**Extrait de texte:**
2. Dès lors, la CREDITBANK oppose à M. X. la clause d’élection de for prévue à la convention de compte.
Elle souligne que cette convention régissant l’ouverture et le fonctionnement des comptes litigieux, signée par M. X., prévoit en son article 9 que : « En cas de litige survenant entre les deux parties en relation avec le présent contrat et ses annexes, pour quelque raison que ce soit, les tribunaux de la ville de [Localité 8] et son bureau exécutif seront compétents, étant entendu que la banque aura le droit de recourir, à sa seule discrétion, à toute autorité judiciaire dont la compétence serait fondée sur un critère tel que le domicile ou le lieu de situation des fonds ».
Elle rappelle que de telles clauses prorogeant la compétence internationale sont en principe licites, lorsqu’il s’agit d’un litige international, et qu'elles le sont a fortiori en présence d’un litige interne à un pays étranger, lorsque c’est une juridiction de ce pays qui est désignée, comme en l'espèce.
Contrairement à ce que soutient M. X., la CREDITBANK conteste que cette clause n'aurait pas un caractère non exclusif. Elle estime sur ce point que le demandeur au fond ne saurait se prévaloir des dispositions de l’article R. 631-3 du code de la consommation, alors que cet article prévoit une règle de compétence interne qui n’a pas vocation à s’appliquer en présence d’une clause d’élection de for licite et opposable. Elle ajoute que dans tous les cas, cet article ne désigne pas les juridictions françaises mais offre au consommateur l’option de saisir la juridiction du lieu où il demeurait au moment de la conclusion du contrat ou celle du lieu de la survenance du fait dommageable.
Or, elle relève que lors de la conclusion de la convention de compte, M. X. résidait au Liban, comme il l’a déclaré dans sa fiche client signée de sa main le jour même et que, s’agissant du lieu de survenance du fait dommageable, cette compétence correspond aux actions délictuelles et non pas à une action fondée sur un contrat, comme en l’espèce.
La demanderesse à l'incident conteste que cette clause attributive de juridiction soit potestative, en ce qu'elle offrirait à la banque l’option de saisir toute juridiction compétente, qu'en effet cette clause permet à M. X. d’identifier la juridiction compétente, de sorte qu'elle est suffisamment prévisible, outre que dans tous les cas elle énonce des critères objectifs permettant d’identifier les juridictions compétentes, à savoir les juridictions du domicile des parties et du lieu de situation des fonds, soulignant que la mention du bureau exécutif n’apporte aucune confusion puisqu'il s’agit du juge de l’exécution libanais.

**Objectif fixé A:**
Recopiez le passage de l'extrait sur la clause d'élection de for, depuis « Elle souligne que » jusqu'à « comme en l'espèce. ».

**Enregistrements fournis:**
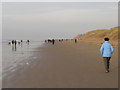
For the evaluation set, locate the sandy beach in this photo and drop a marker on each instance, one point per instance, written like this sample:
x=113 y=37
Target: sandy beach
x=65 y=65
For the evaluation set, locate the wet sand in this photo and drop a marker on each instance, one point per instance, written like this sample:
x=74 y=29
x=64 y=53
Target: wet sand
x=65 y=65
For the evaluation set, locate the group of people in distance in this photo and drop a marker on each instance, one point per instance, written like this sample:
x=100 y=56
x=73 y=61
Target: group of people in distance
x=15 y=42
x=60 y=40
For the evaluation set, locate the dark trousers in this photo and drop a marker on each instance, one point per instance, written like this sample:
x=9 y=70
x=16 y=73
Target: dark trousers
x=107 y=62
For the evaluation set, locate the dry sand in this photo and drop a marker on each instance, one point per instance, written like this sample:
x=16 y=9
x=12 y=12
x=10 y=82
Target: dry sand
x=65 y=65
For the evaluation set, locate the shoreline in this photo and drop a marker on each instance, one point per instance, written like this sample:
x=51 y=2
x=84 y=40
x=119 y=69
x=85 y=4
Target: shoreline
x=65 y=65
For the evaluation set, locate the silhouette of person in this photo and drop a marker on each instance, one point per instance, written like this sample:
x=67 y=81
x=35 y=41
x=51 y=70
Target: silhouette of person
x=15 y=44
x=106 y=51
x=53 y=41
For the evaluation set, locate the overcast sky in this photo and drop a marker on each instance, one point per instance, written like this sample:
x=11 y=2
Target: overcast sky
x=39 y=21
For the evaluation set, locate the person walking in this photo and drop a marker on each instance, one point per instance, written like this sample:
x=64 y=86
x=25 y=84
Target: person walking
x=75 y=40
x=106 y=51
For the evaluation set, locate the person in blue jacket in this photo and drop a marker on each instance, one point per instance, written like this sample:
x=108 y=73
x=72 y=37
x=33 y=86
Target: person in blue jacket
x=106 y=51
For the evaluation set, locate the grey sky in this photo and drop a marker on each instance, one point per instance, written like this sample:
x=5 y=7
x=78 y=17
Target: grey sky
x=56 y=20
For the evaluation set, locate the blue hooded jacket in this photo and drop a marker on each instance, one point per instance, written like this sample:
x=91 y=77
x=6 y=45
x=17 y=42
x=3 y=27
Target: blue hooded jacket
x=106 y=49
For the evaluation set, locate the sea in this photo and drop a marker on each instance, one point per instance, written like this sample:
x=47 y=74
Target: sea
x=13 y=57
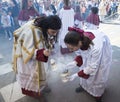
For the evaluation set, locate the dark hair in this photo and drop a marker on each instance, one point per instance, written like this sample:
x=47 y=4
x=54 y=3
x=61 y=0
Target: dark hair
x=94 y=10
x=48 y=22
x=73 y=38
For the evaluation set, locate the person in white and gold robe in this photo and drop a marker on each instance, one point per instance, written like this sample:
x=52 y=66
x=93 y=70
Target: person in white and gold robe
x=32 y=47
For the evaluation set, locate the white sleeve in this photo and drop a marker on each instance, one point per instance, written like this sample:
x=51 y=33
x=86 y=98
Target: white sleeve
x=94 y=62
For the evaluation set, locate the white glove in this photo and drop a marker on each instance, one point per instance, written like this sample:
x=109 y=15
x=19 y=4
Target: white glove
x=72 y=77
x=71 y=65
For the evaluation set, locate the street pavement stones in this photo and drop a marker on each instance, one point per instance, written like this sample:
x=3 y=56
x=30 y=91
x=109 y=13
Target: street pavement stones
x=61 y=92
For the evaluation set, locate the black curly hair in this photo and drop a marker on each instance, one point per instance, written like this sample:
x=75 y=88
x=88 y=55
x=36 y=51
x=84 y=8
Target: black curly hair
x=48 y=22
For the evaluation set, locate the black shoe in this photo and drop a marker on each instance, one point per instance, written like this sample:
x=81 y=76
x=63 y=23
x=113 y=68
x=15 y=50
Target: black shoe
x=98 y=99
x=46 y=90
x=79 y=89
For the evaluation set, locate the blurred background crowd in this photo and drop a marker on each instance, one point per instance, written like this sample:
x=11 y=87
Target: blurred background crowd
x=14 y=13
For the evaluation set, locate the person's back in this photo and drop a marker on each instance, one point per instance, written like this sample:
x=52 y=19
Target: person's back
x=67 y=17
x=93 y=21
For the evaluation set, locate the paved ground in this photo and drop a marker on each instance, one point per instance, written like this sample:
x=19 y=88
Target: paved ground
x=61 y=92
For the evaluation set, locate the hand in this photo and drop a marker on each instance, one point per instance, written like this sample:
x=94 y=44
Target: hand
x=71 y=65
x=72 y=77
x=47 y=52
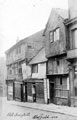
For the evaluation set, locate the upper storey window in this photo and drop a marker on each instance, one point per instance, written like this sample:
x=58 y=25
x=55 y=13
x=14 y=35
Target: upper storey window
x=35 y=68
x=54 y=35
x=51 y=36
x=74 y=38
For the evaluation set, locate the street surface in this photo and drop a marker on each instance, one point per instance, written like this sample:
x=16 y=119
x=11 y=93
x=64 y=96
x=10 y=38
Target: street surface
x=14 y=112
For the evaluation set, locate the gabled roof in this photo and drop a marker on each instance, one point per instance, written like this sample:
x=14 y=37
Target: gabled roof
x=60 y=12
x=34 y=38
x=39 y=58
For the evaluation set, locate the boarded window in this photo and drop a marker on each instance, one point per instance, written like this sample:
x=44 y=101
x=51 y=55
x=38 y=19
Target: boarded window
x=35 y=68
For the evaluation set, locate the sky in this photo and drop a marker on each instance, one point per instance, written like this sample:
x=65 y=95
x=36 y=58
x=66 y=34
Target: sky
x=21 y=18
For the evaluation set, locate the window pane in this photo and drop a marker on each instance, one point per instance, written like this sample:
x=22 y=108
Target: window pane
x=57 y=34
x=51 y=36
x=75 y=38
x=54 y=35
x=34 y=68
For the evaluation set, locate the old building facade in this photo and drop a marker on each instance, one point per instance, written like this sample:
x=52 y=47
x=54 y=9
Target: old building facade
x=56 y=52
x=72 y=50
x=38 y=78
x=17 y=58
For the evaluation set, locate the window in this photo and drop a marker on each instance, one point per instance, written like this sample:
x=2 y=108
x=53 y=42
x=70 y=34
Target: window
x=75 y=91
x=19 y=49
x=74 y=38
x=61 y=80
x=20 y=70
x=34 y=68
x=56 y=34
x=51 y=36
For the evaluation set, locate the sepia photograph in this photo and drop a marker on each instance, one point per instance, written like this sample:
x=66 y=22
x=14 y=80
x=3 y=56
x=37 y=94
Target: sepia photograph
x=38 y=59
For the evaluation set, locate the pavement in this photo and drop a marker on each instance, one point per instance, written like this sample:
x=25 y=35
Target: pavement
x=72 y=111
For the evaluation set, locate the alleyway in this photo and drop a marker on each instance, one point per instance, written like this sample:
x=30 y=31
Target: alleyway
x=14 y=112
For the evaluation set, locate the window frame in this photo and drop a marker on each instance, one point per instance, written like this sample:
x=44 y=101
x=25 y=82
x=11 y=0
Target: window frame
x=55 y=36
x=34 y=66
x=73 y=38
x=51 y=36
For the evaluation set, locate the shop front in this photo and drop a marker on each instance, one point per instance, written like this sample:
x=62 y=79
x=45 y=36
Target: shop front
x=20 y=91
x=10 y=89
x=59 y=89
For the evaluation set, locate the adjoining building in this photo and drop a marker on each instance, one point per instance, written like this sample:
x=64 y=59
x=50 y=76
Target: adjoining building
x=37 y=84
x=72 y=50
x=17 y=57
x=55 y=35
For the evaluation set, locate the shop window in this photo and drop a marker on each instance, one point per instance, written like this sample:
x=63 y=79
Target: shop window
x=75 y=91
x=35 y=68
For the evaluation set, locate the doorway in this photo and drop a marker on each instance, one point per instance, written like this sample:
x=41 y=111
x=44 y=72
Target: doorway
x=51 y=92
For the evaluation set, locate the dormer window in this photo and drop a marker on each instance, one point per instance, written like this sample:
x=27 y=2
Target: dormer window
x=54 y=35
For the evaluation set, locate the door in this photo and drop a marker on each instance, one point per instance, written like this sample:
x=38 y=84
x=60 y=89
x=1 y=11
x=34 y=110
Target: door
x=52 y=92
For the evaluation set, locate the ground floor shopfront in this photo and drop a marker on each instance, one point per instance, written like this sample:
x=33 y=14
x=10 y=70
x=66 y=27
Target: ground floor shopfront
x=10 y=89
x=59 y=89
x=35 y=90
x=31 y=90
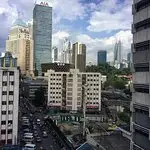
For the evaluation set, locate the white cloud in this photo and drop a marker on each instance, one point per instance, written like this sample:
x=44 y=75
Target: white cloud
x=95 y=44
x=111 y=15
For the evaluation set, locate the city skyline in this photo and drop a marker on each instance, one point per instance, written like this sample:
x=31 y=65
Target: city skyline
x=79 y=23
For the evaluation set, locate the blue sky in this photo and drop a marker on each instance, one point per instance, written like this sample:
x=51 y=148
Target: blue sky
x=97 y=23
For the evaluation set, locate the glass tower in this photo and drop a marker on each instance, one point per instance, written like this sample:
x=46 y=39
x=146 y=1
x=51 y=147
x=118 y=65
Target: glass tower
x=42 y=35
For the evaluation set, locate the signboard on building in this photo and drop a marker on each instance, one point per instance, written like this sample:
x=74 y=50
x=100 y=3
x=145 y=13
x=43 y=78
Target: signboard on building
x=44 y=4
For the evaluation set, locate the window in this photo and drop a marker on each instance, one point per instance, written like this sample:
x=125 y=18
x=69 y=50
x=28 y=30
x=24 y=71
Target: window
x=5 y=83
x=3 y=131
x=11 y=82
x=5 y=73
x=142 y=46
x=10 y=102
x=9 y=141
x=3 y=122
x=10 y=121
x=142 y=4
x=4 y=93
x=11 y=92
x=11 y=73
x=142 y=67
x=4 y=103
x=10 y=112
x=141 y=88
x=3 y=112
x=142 y=25
x=9 y=131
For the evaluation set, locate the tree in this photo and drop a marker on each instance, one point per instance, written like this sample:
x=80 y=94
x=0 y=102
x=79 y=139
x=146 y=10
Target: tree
x=39 y=99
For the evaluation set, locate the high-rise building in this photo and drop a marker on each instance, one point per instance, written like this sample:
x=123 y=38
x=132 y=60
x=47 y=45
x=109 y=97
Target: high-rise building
x=20 y=44
x=9 y=100
x=8 y=60
x=79 y=56
x=67 y=90
x=129 y=59
x=55 y=54
x=101 y=57
x=42 y=35
x=66 y=54
x=118 y=53
x=140 y=106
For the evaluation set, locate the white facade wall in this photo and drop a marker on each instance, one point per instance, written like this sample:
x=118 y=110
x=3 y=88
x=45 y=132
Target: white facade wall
x=9 y=99
x=69 y=86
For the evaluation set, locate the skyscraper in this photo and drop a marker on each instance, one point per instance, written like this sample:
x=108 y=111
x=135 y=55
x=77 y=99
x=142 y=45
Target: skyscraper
x=118 y=52
x=129 y=59
x=20 y=44
x=9 y=102
x=8 y=60
x=42 y=35
x=101 y=57
x=140 y=106
x=55 y=54
x=79 y=56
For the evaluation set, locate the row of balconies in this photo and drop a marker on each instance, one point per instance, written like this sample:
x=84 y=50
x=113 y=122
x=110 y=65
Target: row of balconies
x=141 y=136
x=139 y=5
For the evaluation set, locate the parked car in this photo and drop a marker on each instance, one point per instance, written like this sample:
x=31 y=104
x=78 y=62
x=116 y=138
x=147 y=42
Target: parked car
x=45 y=135
x=38 y=139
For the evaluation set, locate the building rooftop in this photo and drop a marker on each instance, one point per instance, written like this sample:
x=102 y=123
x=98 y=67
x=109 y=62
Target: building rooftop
x=19 y=22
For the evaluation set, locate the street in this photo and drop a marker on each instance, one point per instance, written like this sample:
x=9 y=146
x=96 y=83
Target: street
x=27 y=110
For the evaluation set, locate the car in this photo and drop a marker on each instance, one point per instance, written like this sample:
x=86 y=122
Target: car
x=38 y=139
x=45 y=135
x=35 y=133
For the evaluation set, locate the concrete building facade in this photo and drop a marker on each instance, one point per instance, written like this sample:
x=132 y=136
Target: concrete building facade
x=8 y=60
x=9 y=101
x=67 y=90
x=42 y=35
x=101 y=57
x=29 y=88
x=140 y=107
x=79 y=56
x=20 y=44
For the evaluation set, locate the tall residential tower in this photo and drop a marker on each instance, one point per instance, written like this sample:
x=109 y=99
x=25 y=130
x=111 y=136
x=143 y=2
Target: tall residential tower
x=140 y=106
x=9 y=100
x=101 y=57
x=42 y=35
x=79 y=56
x=118 y=54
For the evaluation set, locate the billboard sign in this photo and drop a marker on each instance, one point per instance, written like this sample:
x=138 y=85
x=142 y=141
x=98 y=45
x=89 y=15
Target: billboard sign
x=44 y=4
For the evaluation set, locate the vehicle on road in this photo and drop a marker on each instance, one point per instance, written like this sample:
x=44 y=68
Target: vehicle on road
x=30 y=134
x=29 y=147
x=38 y=121
x=26 y=130
x=45 y=135
x=35 y=133
x=28 y=139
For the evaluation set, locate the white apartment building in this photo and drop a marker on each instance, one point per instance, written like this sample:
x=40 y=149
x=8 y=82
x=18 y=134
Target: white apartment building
x=9 y=99
x=68 y=89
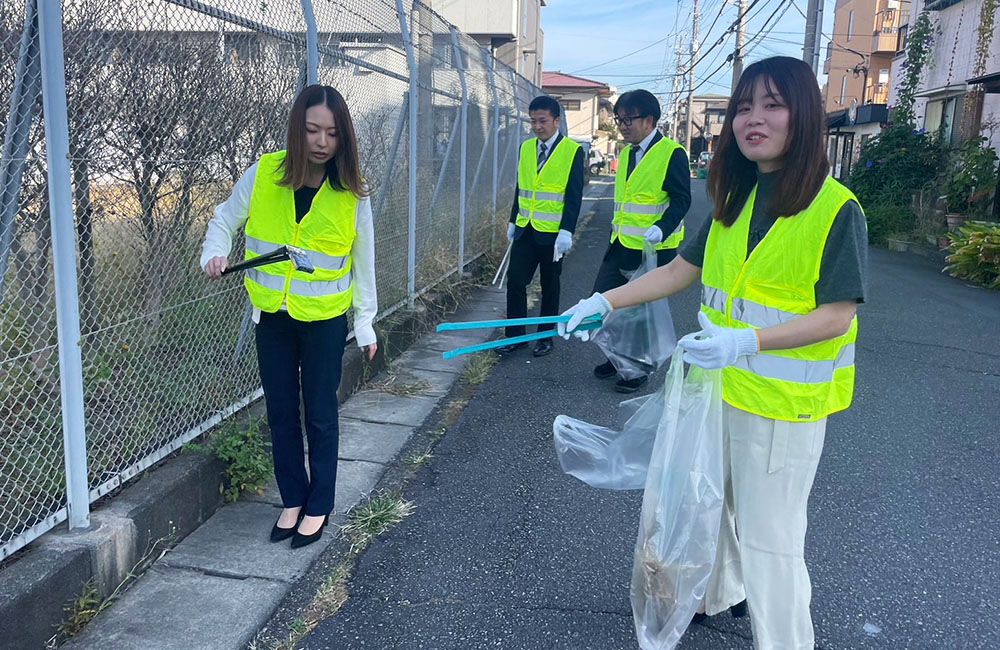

**Objectif fixé B:**
Veuillez indiquer combien de lignes des enregistrements contiennent la chaîne « upper », en tenant compte de la casse. Donnez uniquement ce nombre.

**Réponse attendue A:**
Elle souligne que cette convention régissant l’ouverture et le fonctionnement des comptes litigieux, signée par M. X., prévoit en son article 9 que : « En cas de litige survenant entre les deux parties en relation avec le présent contrat et ses annexes, pour quelque raison que ce soit, les tribunaux de la ville de [Localité 8] et son bureau exécutif seront compétents, étant entendu que la banque aura le droit de recourir, à sa seule discrétion, à toute autorité judiciaire dont la compétence serait fondée sur un critère tel que le domicile ou le lieu de situation des fonds ».
Elle rappelle que de telles clauses prorogeant la compétence internationale sont en principe licites, lorsqu’il s’agit d’un litige international, et qu'elles le sont a fortiori en présence d’un litige interne à un pays étranger, lorsque c’est une juridiction de ce pays qui est désignée, comme en l'espèce.

**Réponse attendue B:**
2